*Work instructions*
Retype the whole listing exactly.

[Start of section]

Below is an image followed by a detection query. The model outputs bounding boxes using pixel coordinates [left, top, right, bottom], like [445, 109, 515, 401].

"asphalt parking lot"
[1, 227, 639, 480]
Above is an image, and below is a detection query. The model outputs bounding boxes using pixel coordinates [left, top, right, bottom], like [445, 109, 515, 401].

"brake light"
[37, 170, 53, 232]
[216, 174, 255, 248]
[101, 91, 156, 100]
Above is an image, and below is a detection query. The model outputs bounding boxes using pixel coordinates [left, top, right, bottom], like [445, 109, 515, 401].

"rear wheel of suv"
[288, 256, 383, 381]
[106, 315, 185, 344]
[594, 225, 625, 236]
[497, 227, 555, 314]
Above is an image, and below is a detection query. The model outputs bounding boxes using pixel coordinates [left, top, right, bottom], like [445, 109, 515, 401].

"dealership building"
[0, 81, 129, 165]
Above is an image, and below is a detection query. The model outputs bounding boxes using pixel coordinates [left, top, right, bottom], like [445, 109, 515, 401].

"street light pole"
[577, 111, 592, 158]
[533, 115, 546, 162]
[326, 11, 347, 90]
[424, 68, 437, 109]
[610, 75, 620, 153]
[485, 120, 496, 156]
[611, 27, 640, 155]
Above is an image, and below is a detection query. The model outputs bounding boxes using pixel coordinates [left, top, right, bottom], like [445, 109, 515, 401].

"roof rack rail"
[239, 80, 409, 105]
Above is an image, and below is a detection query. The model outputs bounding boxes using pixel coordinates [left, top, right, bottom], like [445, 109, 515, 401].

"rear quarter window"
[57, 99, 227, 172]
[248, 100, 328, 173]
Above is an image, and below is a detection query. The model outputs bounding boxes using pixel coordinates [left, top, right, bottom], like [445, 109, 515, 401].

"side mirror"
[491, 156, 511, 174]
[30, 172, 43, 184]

[End of section]

*Exercise solution*
Below is an image followed by a detection query. The model outputs bounding boxes using pixel coordinates [left, top, right, bottom], like [445, 109, 515, 401].

"asphalt parking lot"
[1, 227, 639, 480]
Above is an image, and below is a detection query. The model outputs bounding boxes using pixel coordinates [left, top, right, bottom], like [445, 109, 515, 401].

"brake light"
[37, 170, 53, 232]
[216, 174, 255, 248]
[101, 91, 156, 100]
Above is an image, and below is a detection query. The model outputs bounding boxes using pixel coordinates [left, top, right, bottom], like [445, 109, 515, 401].

"rear wheel of suv"
[288, 256, 383, 381]
[106, 315, 185, 344]
[594, 225, 625, 236]
[497, 227, 555, 314]
Above is an image, and below is a detection query. The model outputs bounding boxes using pixel coordinates [left, top, right, bottom], like [445, 109, 515, 401].

"dealership building"
[0, 81, 129, 165]
Above is an image, and below is a detection query. The model outputs bounding boxes using pixel coordinates [left, top, right, bottom], like [445, 109, 515, 401].

"street light pole"
[577, 111, 592, 158]
[533, 115, 546, 162]
[326, 11, 347, 90]
[424, 68, 437, 109]
[610, 75, 620, 153]
[485, 120, 496, 156]
[611, 27, 640, 155]
Above is an image, and below is a detection query. The model outputs bounding boxes using pixel coordinates [left, top, right, bottom], like [445, 109, 515, 401].

"roof rack rail"
[239, 80, 409, 105]
Above is an image, and below is a detection query. The model outputs bounding boxes using pixel coordinates [left, top, right, bottom], like [445, 109, 515, 401].

"rear quarter window"
[57, 99, 227, 172]
[248, 100, 328, 173]
Above is an image, and below is a detection query. The model outputs bounding boxes using pixel coordinates [left, top, right, bottom], like [445, 109, 515, 401].

"side mirror"
[491, 156, 511, 174]
[30, 172, 43, 184]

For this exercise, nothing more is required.